Verilen Metin →

/---

Evet kesinlikle. Öğrenme süreklilik arz eder. ‘Biliyorum’ deyip bırakamayız. Her şey değişiyor; yaklaşımlar, uygulamalar, bakış açıları. ‘Ben nasıl olsa bunu biliyorum’ demek geriye gitmenin başlangıcıdır. Öğrenmenin sonu yok. Siz bir İK profesyonelisiniz ve kitap yazarısınız. Eminim ki acaba farklı bir yaklaşım olabilir mi, yeni bir şey öğrenebilir miyim diye sürekli araştırma halindesiniz.
- Anlıyorum. Çalışanın hangi açıdan baktığına bağlı; ‘Biliyorum ve üzerine yeni ne koyabilirim’ de diyebilir ‘Biliyorum, başka da bir şeye gerek yok’ da diyebilir. Uygulamalara çok sıcak bakmayanlarla da diyalogla ilerlemeyi tercih ediyorsunuz.
Evet. İK olarak bu konularda yaptırım uygulanmasını irrite edici buluyorum. Bu yüzden doğru noktada doğru iletişim kurarak ilerlemeyi tercih ediyoruz. Ama tabii istemeyeni çok da zorlayamıyoruz.
- Peki buyurun devam edin.
Son olarak stratejik işgücü planlamasından bahsetmek istiyorum. Grup şirketlerimizin her bir fabrikasının özelindeki her bir mavi yakalı çalışanlarımıza yönelik yaptığımız bu uygulamada sürece norm kadro analizi ile başlayıp mavi yakada da kritik pozisyonları tespit ediyoruz. Yedekleme planına, devamsızlığı çok olan çalışana, departman turnoverına kadar uzanan ve ilgili bölümün her açıdan bütünsel olarak değerlendirildiği aslında tomografisini çekiyoruz tesisimizin. Yetenek havuzunda yer alan çalışanlarımıza ‘mavi yaka akademi’ veya ‘formen akademi’ gibi programlar tasarlıyoruz. Sonrasında çeşitli rotasyonlar ile farklı yetkinlik ve beceri geliştirmelerine imkan sağlamaya çalışıyoruz.
- Bünyenizde farklı kuşaklarla çalışıyor musunuz?
Şirketlerimizde baby boomer, X kuşağı, Y kuşağı ve Z kuşağı birlikte çalışıyor. Dört jenerasyon bir arada.
- Ne güzel. Kuşakların dağılımları nasıl?
600 kişilik lokasyon özelinde yaklaşık 20 tane baby boomers var.
- Çok büyük bir zenginlik.
Evet. O kadar keyifli ki onlarla çalışmak. Gerçekten çok kıymetli ve bilgi küpü hepsi. Mesela 43 yıllık çalışan ustamız var. Üç tane Z kuşağımız var. Çoğunluk X ve Y kuşağı.
- Dikkan Group olarak kuşak farklılıklarını nasıl yönetiyorsunuz?
Gerçekten büyük zenginlik. Tabii kuşakların farklılıkları hayata ve işlerine yaklaşımlarını da farklı kılıyor. Dikkan’ın 40 yılı aşkın tarihinden gelen çok güçlü bir kurumsal iş kültürü var. Bu kültürün üzerinden yükselen değerleri var. Hiçbir temelde ayrım yapmayan, kariyer gelişimi konusunda fırsat eşitliğini sağlamaya odaklanan bir iş ortamımız var.

\---

Nokta etiketleme setinden alınan kayıtlar:

/---

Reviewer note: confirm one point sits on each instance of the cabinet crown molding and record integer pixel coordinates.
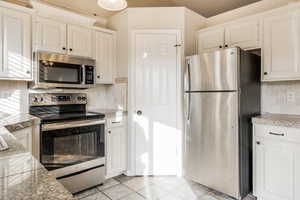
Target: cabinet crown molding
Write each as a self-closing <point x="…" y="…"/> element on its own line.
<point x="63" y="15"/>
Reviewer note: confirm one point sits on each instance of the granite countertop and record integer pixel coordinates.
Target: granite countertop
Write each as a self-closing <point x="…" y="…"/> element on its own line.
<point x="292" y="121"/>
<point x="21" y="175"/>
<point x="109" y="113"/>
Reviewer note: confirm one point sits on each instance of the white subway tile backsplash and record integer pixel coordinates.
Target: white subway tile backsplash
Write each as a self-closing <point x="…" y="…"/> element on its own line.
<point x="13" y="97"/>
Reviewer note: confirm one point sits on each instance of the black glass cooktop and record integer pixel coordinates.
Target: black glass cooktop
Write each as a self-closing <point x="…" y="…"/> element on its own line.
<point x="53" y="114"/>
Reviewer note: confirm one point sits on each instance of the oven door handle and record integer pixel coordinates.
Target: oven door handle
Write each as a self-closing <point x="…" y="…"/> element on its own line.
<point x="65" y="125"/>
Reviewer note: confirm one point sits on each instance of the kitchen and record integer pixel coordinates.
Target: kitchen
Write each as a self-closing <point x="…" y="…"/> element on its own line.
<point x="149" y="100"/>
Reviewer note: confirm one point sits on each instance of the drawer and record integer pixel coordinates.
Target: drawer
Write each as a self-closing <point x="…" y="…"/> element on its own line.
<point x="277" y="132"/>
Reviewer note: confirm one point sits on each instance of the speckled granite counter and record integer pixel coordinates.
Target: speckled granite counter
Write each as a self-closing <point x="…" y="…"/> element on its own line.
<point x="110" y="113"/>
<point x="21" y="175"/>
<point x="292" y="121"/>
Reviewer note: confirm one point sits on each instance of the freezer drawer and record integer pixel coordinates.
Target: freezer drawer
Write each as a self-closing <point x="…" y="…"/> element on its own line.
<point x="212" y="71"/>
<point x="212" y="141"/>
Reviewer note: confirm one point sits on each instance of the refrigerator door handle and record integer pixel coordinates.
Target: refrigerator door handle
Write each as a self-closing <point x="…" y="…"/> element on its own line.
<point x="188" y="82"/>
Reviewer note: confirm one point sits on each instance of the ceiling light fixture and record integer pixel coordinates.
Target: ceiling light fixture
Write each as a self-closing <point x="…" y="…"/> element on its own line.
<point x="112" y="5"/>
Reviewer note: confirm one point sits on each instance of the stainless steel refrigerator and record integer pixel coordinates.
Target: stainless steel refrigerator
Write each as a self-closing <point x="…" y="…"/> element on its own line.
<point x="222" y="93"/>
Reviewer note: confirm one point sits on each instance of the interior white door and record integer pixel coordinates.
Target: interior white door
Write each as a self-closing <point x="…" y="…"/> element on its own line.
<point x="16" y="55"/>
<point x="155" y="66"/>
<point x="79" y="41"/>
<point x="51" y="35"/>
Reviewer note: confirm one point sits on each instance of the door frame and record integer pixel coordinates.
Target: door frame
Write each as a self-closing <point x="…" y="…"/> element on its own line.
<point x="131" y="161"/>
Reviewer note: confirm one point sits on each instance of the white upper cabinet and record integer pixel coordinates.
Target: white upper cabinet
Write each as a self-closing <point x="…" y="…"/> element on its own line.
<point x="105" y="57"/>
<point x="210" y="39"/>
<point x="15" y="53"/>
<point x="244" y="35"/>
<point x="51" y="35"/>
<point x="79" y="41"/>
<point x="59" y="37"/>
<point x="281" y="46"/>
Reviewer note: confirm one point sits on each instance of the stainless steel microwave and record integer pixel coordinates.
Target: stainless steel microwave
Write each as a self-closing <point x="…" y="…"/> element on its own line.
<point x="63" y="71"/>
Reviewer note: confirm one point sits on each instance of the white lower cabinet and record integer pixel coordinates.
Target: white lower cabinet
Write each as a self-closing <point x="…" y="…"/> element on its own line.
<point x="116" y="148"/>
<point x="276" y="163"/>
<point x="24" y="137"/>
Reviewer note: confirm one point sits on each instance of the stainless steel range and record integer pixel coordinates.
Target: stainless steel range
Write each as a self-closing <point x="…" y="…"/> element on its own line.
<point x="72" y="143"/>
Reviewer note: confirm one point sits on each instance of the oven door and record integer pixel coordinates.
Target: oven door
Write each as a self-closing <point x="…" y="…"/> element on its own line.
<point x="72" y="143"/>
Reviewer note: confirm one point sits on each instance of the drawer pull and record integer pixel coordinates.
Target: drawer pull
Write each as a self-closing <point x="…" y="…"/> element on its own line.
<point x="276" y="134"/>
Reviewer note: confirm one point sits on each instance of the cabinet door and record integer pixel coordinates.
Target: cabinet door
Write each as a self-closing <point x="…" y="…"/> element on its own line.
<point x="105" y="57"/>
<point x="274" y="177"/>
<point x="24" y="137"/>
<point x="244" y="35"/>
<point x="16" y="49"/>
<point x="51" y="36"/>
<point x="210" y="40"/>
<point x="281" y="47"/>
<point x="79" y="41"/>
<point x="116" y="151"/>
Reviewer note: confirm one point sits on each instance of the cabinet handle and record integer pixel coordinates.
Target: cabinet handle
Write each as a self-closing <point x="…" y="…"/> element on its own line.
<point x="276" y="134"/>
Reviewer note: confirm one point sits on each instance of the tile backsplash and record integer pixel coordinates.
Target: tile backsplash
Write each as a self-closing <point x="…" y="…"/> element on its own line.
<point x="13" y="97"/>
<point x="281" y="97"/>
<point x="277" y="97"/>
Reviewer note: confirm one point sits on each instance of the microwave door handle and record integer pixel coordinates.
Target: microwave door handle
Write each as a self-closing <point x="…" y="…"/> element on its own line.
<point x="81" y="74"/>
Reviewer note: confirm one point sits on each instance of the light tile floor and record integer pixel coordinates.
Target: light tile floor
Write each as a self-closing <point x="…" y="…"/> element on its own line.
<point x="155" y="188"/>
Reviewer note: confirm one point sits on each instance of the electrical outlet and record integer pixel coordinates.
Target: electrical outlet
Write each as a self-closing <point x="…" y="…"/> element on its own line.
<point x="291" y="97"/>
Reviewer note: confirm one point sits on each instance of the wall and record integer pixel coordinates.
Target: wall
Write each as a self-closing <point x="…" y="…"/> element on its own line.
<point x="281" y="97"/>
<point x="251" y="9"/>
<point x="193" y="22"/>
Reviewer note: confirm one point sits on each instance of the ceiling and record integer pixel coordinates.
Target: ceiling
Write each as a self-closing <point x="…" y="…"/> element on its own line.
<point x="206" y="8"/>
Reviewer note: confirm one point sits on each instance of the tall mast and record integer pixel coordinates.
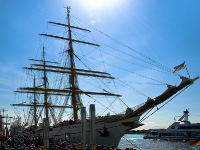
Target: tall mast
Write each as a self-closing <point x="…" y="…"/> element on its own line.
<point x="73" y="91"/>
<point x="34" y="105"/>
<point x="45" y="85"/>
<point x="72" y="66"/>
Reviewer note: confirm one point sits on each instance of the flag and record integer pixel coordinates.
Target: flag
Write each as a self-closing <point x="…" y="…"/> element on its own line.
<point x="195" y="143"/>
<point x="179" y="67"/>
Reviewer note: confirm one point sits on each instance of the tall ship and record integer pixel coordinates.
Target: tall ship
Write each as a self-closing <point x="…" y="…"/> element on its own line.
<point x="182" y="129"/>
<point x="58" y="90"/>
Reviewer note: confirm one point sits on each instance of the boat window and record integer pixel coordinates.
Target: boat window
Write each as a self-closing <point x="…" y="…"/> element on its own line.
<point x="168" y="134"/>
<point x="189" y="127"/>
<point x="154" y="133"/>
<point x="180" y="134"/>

\---

Yapılacak Görevler →
1. İnsan kaynakları söyleşisinden "Evet. O kadar" sözcükleriyle başlayıp "ve Y kuşağı." sözcüklerine kadar uzanan bölümü hiç değiştirmeden alıntılayın.
2. Kayıtlarda "subway" sözcüğünü içeren her satırı olduğu gibi gösterin.
Metin ile kayıtların birbiriyle hiçbir bağlantısı yoktur.

Yanıtlar →
1.
Evet. O kadar keyifli ki onlarla çalışmak. Gerçekten çok kıymetli ve bilgi küpü hepsi. Mesela 43 yıllık çalışan ustamız var. Üç tane Z kuşağımız var. Çoğunluk X ve Y kuşağı.

2.
Reviewer note: confirm one point sits on each instance of the white subway tile backsplash and record integer pixel coordinates.
Target: white subway tile backsplash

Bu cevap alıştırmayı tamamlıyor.